13. Elle a ainsi légalement justifié sa décision d'ordonner, afin de faire cesser le trouble constaté, le rétablissement de juillet à octobre 2019 des relations commerciales au prix majoré que la société Mix'buffet avait accepté lors des négociations ayant précédé la rupture, sans excéder ses pouvoirs ni être tenue de procéder à une recherche que la nécessité d'un tel rétablissement rendait inutile.
14. Le moyen, inopérant en ses première et troisième branches qui critiquent des motifs surabondants, n'est pas fondé pour le surplus.
PAR CES MOTIFS, la Cour :
REJETTE le pourvoi ;
Condamne les sociétés Cooperl arc Atlantique et Brocéliande-ALH aux dépens ;
En application de l'article 700 du code de procédure civile, rejette la demande formée par les sociétés Cooperl arc Atlantique et Brocéliande-ALH et les condamne à payer à la société Mix'buffet la somme globale de 3 000 euros ;
Ainsi fait et jugé par la Cour de cassation, première chambre civile, et prononcé par le président en son audience publique du vingt-quatre novembre deux mille vingt et un.

Données fournies -
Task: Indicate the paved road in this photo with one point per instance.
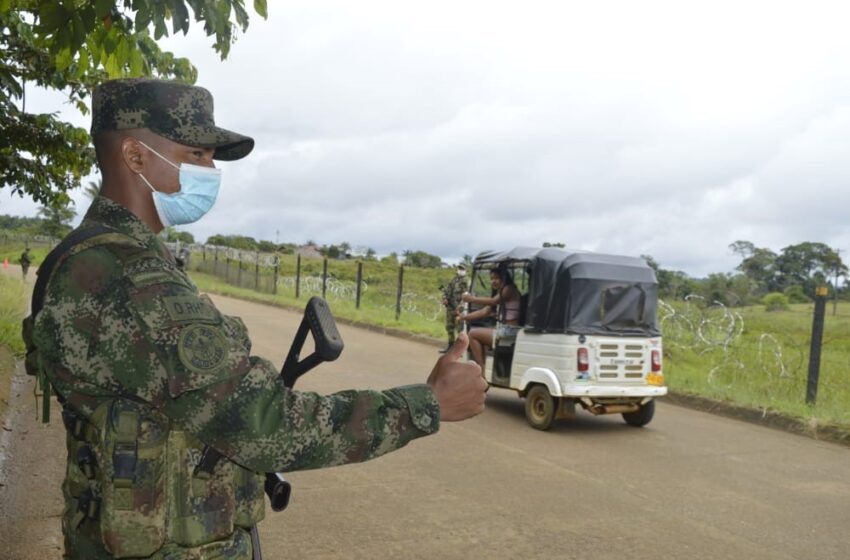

Tâches à faire -
1. Selon l'extrait de l'arrêt, quelle somme les sociétés Cooperl arc Atlantique et Brocéliande-ALH sont-elles condamnées à verser à la société Mix'buffet ?
2. Reproduisez à l'identique le passage de l'extrait de l'arrêt qui va de "14. Le moyen, inopérant" à "vingt et un.".

Solutions des tâches -
1. La somme globale de 3 000 euros.

2.
14. Le moyen, inopérant en ses première et troisième branches qui critiquent des motifs surabondants, n'est pas fondé pour le surplus.
PAR CES MOTIFS, la Cour :
REJETTE le pourvoi ;
Condamne les sociétés Cooperl arc Atlantique et Brocéliande-ALH aux dépens ;
En application de l'article 700 du code de procédure civile, rejette la demande formée par les sociétés Cooperl arc Atlantique et Brocéliande-ALH et les condamne à payer à la société Mix'buffet la somme globale de 3 000 euros ;
Ainsi fait et jugé par la Cour de cassation, première chambre civile, et prononcé par le président en son audience publique du vingt-quatre novembre deux mille vingt et un.